**What the task requires**
Reproduce the rows from the line with "For the trial run, indicate each instance of the drawer" to the line with "x=298 y=209", swapping "shower curtain" for "bath curtain" and leaving everything else as it is.

---------- Supplied data ----------

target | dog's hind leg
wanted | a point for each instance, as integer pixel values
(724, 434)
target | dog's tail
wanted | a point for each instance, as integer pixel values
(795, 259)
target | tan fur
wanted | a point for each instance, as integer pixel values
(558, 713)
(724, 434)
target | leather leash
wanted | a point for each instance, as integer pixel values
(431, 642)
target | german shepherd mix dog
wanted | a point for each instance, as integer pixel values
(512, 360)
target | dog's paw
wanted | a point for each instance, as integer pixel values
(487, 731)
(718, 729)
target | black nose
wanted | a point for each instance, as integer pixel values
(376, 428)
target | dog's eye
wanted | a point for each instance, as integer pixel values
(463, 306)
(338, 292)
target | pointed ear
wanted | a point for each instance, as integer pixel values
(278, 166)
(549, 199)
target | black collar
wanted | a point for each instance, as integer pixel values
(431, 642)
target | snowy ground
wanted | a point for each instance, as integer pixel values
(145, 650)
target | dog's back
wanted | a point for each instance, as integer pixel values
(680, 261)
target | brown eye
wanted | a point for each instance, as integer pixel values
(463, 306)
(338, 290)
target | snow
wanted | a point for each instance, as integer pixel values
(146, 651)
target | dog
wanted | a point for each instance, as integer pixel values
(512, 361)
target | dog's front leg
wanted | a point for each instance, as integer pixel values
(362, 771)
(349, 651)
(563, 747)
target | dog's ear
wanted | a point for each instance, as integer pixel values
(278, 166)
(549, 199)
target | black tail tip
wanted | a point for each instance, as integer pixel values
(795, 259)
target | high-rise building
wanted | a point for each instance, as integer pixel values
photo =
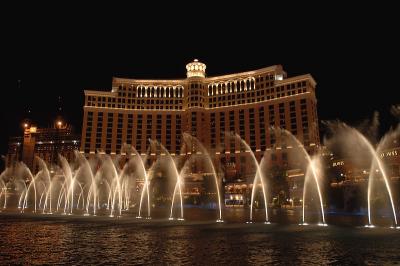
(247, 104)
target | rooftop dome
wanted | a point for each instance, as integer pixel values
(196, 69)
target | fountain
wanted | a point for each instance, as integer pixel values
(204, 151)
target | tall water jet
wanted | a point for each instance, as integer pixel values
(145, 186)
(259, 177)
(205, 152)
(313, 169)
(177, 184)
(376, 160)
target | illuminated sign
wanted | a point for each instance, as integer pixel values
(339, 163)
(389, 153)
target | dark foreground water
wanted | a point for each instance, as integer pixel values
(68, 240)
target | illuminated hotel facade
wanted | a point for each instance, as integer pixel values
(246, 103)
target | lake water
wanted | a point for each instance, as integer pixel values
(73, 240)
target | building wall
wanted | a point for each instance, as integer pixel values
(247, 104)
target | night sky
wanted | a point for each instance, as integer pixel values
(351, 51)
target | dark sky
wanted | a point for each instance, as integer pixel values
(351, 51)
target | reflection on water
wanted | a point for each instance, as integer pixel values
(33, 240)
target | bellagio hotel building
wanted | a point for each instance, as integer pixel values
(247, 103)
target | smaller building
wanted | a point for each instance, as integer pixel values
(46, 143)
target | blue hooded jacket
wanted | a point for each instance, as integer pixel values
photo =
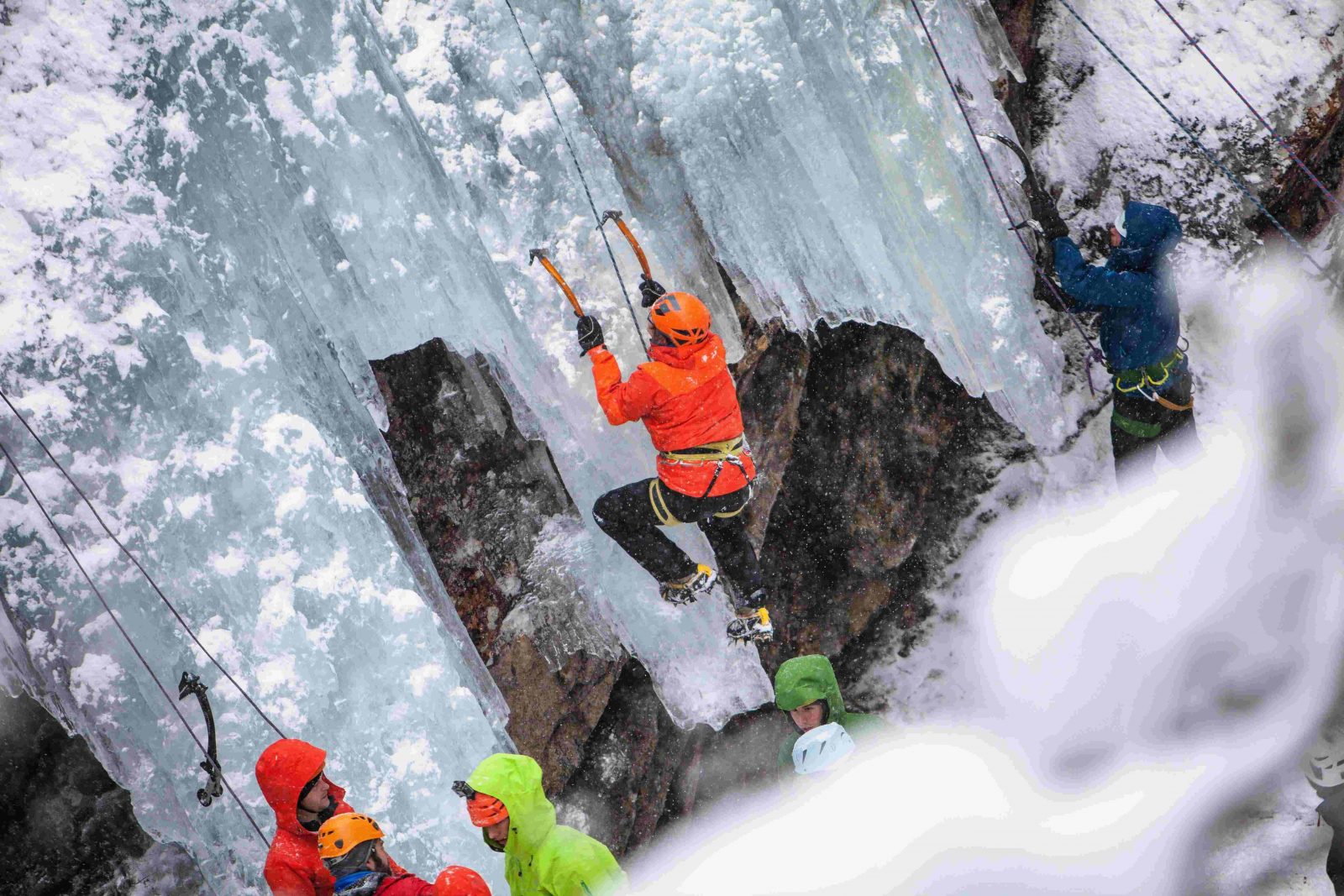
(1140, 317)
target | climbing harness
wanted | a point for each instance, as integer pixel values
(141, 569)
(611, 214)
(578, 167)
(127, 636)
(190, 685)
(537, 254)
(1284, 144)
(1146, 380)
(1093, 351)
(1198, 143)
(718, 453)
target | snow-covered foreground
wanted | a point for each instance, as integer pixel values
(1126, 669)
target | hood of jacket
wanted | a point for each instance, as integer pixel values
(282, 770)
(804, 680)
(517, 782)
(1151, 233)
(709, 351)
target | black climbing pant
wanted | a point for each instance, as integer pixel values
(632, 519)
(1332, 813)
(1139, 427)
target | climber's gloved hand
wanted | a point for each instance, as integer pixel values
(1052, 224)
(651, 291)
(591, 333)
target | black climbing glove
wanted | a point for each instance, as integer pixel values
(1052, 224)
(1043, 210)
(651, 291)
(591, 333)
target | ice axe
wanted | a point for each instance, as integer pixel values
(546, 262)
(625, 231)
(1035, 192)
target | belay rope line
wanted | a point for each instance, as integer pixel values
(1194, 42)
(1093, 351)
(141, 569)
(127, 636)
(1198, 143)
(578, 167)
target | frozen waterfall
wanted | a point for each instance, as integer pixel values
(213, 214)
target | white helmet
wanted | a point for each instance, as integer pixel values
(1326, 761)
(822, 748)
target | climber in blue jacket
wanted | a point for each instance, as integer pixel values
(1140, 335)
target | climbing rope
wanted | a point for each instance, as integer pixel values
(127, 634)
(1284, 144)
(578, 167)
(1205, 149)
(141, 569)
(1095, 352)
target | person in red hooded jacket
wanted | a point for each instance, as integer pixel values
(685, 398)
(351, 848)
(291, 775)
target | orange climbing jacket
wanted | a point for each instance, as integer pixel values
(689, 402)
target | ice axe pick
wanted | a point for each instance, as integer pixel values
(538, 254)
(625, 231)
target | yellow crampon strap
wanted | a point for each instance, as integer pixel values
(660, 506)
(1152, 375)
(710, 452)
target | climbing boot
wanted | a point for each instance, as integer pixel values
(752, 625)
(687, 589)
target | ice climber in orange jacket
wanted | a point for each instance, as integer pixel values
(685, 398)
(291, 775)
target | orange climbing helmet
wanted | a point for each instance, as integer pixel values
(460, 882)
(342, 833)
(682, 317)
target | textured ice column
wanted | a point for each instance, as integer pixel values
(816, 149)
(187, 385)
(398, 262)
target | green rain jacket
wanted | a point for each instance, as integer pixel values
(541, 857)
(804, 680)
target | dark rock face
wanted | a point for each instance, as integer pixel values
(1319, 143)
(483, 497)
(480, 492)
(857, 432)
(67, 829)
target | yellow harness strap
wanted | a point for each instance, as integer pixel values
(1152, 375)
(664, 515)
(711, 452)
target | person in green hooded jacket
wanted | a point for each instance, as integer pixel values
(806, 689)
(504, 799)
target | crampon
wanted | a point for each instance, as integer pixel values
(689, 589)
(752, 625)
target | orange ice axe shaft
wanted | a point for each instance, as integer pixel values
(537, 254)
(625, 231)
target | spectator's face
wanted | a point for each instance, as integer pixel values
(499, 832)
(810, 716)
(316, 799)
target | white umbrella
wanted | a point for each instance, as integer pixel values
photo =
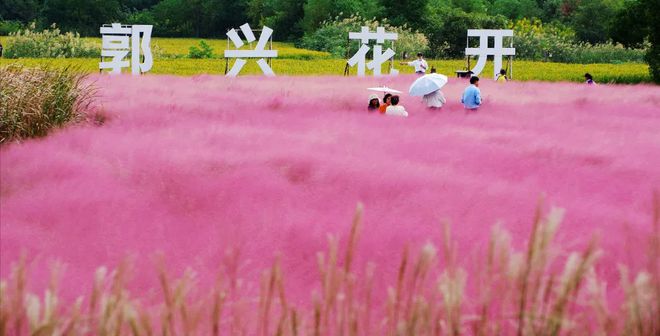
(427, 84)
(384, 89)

----------
---------- Supplied data ----------

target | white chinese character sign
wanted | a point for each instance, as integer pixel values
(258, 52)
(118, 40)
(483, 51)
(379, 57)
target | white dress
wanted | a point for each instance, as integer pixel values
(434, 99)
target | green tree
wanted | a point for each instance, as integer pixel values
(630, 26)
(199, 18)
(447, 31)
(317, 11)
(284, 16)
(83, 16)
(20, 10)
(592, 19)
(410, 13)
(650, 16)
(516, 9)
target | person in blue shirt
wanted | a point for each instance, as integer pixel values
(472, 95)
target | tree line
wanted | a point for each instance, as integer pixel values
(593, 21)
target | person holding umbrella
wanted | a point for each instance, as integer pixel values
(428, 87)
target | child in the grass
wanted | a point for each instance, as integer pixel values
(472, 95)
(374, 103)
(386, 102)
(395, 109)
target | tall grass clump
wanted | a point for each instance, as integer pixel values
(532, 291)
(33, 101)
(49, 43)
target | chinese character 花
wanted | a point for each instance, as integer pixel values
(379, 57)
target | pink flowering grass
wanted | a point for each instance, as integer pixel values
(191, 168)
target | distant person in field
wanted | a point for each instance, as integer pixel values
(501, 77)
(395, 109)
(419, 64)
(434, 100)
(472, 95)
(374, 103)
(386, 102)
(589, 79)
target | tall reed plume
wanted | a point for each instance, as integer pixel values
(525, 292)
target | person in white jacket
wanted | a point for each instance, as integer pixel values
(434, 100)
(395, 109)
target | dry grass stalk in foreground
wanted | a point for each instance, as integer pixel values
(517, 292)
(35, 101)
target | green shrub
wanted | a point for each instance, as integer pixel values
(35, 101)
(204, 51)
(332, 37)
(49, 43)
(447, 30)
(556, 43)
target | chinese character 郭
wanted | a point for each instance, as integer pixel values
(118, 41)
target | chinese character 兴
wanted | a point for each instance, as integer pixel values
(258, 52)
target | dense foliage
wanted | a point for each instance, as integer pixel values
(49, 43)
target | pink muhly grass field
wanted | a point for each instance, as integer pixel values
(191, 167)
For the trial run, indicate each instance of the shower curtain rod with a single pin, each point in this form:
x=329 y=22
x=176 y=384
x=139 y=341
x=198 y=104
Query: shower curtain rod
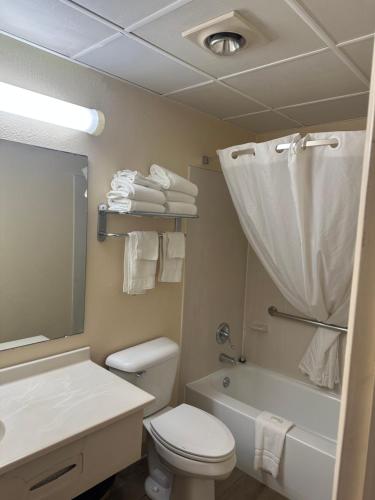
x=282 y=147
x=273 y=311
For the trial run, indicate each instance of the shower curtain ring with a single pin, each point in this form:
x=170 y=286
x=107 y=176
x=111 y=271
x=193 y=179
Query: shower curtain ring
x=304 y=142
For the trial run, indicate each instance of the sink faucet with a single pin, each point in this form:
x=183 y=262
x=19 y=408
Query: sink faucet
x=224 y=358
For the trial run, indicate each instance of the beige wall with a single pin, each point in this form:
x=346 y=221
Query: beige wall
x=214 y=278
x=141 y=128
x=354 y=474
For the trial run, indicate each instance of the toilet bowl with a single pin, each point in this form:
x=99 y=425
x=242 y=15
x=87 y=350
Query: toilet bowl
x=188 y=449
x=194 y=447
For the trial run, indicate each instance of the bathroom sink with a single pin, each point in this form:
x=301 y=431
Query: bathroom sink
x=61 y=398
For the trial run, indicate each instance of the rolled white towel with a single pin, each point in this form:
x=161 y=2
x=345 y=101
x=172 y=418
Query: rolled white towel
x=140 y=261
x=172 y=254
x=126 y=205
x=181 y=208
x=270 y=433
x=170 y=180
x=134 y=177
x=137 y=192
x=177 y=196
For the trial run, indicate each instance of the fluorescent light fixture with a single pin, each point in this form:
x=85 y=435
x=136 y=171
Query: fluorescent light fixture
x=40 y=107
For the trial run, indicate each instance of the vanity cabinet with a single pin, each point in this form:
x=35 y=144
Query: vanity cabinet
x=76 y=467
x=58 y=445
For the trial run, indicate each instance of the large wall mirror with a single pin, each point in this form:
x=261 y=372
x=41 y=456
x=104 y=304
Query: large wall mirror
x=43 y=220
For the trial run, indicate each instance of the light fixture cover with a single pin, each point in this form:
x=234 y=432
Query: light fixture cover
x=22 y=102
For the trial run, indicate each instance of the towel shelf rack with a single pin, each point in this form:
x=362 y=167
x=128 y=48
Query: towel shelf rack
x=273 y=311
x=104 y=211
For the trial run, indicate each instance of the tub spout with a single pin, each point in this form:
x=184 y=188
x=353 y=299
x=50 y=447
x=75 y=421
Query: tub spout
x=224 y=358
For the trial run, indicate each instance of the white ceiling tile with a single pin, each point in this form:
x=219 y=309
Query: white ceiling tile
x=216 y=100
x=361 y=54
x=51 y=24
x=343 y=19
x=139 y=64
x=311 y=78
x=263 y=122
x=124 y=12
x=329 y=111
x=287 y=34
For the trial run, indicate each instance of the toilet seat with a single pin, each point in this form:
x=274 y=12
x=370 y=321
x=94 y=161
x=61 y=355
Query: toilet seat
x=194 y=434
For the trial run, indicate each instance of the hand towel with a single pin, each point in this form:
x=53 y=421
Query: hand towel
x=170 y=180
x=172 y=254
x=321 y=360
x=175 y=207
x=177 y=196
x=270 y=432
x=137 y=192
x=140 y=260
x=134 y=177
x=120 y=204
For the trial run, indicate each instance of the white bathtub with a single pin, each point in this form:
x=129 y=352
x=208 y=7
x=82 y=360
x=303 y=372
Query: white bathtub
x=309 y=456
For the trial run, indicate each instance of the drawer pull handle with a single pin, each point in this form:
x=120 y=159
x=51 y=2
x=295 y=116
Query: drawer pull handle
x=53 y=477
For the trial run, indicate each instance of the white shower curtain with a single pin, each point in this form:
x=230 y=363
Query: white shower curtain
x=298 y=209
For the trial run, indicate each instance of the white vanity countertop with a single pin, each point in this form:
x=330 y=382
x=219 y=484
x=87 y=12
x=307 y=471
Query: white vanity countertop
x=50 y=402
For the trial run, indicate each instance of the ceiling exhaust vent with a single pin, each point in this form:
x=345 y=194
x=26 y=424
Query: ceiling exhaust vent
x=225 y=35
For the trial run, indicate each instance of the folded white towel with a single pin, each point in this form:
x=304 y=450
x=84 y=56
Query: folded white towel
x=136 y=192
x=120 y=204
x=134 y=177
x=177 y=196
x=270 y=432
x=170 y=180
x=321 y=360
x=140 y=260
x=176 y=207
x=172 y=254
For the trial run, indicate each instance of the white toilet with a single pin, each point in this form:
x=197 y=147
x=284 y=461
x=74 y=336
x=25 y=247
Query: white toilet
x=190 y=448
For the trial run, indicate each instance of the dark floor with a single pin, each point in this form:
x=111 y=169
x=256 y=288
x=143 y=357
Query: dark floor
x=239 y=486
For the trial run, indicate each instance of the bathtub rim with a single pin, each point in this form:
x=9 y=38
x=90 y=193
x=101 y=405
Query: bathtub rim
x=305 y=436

----------

**Task output**
For the trial run, indicate each instance of the drawer pull handle with a single pin, each point in this form:
x=120 y=159
x=51 y=2
x=295 y=116
Query: drawer pull handle
x=53 y=477
For the trial run, indicate each instance of the white bath curtain with a single pin, each point in this form:
x=230 y=363
Query: white bath curtain
x=298 y=209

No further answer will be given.